— Start STORED ROWS —

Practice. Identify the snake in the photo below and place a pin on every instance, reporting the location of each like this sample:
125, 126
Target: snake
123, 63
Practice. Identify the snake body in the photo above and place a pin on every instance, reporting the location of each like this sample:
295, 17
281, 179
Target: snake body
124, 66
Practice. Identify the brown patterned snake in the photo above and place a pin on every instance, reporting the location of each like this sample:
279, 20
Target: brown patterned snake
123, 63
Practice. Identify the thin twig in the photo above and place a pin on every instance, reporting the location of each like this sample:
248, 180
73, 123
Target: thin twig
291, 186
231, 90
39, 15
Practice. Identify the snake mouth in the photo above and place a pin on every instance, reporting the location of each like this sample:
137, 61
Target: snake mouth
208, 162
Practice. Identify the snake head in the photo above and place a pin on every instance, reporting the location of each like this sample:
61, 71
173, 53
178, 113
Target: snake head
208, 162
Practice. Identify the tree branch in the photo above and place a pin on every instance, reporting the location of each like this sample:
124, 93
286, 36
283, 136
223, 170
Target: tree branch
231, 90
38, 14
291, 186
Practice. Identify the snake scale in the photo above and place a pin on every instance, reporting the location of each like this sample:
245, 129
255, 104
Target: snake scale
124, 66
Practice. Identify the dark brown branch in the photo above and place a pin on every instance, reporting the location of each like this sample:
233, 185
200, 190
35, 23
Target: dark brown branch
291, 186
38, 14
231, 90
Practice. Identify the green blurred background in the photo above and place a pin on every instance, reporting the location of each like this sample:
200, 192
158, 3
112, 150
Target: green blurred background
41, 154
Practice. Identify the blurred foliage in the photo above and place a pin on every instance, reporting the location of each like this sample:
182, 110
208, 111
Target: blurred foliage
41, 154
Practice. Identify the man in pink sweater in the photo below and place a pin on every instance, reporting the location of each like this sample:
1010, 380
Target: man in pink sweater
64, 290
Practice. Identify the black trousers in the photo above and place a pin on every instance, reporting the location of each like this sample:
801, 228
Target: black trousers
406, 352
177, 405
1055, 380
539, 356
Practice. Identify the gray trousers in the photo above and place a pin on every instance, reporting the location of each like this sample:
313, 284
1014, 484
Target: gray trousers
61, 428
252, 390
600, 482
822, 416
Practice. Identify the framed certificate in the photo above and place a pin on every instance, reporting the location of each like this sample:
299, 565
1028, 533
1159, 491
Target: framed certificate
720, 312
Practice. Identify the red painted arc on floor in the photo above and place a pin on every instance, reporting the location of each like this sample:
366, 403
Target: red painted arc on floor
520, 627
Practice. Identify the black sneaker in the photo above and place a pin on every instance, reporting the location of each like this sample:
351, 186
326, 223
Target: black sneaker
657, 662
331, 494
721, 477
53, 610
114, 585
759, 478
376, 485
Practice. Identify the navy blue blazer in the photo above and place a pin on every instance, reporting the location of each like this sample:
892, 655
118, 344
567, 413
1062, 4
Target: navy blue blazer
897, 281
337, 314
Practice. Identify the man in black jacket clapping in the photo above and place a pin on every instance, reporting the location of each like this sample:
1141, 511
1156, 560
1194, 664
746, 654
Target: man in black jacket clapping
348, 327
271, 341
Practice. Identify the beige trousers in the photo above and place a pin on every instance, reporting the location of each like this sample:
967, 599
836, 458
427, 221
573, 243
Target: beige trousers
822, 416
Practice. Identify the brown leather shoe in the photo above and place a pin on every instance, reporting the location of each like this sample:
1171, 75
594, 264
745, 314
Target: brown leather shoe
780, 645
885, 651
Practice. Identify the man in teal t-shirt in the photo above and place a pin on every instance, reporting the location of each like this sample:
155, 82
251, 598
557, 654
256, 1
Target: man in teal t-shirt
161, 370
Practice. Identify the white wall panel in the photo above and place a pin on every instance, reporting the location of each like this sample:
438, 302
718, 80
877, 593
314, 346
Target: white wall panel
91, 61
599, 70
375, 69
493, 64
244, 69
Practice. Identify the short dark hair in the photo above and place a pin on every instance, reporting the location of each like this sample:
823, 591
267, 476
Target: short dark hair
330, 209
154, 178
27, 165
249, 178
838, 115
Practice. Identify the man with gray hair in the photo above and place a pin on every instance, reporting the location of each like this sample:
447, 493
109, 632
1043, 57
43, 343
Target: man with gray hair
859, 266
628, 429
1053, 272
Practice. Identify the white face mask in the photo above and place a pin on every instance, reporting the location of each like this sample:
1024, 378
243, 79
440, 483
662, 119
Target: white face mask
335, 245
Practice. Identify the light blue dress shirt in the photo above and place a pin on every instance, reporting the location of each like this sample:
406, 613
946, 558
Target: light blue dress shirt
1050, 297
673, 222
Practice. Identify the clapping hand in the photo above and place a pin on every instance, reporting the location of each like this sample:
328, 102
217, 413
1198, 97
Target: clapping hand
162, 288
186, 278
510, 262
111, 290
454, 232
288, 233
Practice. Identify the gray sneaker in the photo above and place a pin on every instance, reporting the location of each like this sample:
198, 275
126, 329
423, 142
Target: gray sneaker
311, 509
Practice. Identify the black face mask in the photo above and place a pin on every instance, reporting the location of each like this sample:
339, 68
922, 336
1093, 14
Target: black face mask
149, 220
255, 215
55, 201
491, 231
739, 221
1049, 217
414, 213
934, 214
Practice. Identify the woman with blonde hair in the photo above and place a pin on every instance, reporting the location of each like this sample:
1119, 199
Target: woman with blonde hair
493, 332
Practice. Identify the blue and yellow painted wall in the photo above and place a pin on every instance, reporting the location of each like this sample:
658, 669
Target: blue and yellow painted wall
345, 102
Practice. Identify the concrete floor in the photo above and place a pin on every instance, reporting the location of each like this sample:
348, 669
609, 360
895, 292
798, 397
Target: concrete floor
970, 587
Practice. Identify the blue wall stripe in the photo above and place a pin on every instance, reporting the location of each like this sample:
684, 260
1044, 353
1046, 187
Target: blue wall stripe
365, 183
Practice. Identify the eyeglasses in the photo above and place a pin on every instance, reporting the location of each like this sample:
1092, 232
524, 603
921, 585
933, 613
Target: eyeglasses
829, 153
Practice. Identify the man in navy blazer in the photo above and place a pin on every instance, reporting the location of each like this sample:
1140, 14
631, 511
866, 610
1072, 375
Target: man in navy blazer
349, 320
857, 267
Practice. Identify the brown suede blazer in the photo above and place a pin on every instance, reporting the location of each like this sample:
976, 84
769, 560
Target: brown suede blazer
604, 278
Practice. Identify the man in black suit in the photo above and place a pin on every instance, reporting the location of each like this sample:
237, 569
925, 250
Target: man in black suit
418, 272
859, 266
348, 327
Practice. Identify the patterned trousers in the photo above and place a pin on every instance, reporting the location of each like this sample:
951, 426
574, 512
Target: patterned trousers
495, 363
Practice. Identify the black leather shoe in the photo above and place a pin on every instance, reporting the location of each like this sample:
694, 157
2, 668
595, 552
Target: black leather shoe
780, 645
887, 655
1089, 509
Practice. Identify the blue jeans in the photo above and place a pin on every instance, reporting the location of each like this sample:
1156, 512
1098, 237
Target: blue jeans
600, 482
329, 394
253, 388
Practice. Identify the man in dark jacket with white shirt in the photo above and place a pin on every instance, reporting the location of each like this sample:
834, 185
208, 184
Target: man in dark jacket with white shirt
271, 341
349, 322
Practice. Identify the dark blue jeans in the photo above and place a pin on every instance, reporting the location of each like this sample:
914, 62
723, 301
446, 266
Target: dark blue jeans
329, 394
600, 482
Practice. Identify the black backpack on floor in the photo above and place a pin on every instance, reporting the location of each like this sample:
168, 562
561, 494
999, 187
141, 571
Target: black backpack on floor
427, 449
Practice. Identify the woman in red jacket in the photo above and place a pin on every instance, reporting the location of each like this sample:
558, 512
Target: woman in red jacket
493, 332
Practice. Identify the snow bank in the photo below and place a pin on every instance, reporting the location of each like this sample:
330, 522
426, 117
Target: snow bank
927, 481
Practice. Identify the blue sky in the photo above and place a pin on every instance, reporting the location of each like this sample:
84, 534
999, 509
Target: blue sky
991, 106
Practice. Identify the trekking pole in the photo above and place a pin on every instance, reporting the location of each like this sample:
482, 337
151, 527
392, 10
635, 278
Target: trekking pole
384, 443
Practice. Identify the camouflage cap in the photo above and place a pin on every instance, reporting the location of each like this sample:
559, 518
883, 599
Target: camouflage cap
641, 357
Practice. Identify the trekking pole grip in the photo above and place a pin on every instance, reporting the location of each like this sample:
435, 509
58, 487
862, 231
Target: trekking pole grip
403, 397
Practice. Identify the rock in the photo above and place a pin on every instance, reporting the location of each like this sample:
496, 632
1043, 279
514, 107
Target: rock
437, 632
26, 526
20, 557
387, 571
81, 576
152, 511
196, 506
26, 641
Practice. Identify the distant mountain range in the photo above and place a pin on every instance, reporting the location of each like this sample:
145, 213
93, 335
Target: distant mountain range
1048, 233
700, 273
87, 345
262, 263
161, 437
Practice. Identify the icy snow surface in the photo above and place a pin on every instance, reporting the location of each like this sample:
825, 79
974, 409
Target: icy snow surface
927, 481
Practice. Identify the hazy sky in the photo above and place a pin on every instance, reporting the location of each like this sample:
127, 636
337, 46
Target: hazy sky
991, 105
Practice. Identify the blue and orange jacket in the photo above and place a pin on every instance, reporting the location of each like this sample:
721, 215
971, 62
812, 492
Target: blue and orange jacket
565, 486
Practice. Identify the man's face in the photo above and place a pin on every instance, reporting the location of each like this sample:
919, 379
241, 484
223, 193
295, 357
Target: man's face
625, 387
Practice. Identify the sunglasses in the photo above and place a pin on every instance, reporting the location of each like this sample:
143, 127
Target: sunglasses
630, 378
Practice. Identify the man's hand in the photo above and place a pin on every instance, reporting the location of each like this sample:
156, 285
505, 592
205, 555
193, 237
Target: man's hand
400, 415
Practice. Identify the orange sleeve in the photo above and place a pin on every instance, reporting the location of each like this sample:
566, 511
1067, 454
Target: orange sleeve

— End STORED ROWS —

- **SHORT EXERCISE**:
Copy out the records from the line with "Practice. Identify the distant" through the end of the records, switching "sunglasses" to "goggles" and leaving every other word as it stands.

- **FULL SOLUTION**:
Practice. Identify the distant mountain range in the photo above and place a pin on every instance, reporting the location of each like this sample:
145, 213
93, 335
Target: distant mountain range
1048, 233
700, 273
87, 345
262, 263
161, 437
Practice. Identify the icy snow surface in the photo above and place a pin on every instance, reporting the location of each like this sample:
825, 79
974, 409
Target: icy snow surface
927, 481
Practice. Identify the hazy sky in the photo above and place a pin on every instance, reporting the location of each like this sample:
127, 636
337, 46
Target: hazy sky
991, 105
Practice. Identify the blue and orange jacket in the photo above and place a pin on every instance, reporting the location of each like this sample:
721, 215
971, 62
812, 492
Target: blue and orange jacket
565, 486
Practice. Identify the man's face in the photo above and place a pin on every instance, reporting the location of each like this sample:
919, 379
241, 484
223, 193
295, 357
Target: man's face
625, 387
Practice. Identify the goggles in the photo above and place a pin on every instance, reporting the location of each like this sample:
143, 127
Target: goggles
630, 378
Practice. Identify the man's hand in the photo above and place a pin on every instance, reporting the location of each like this sample:
156, 285
505, 592
205, 555
193, 237
Target: man's hand
400, 415
Practice. Identify the orange sleeve in the photo above and place a pin on every instance, reporting the location of each like this sample:
566, 511
1067, 454
Target: orange sleeve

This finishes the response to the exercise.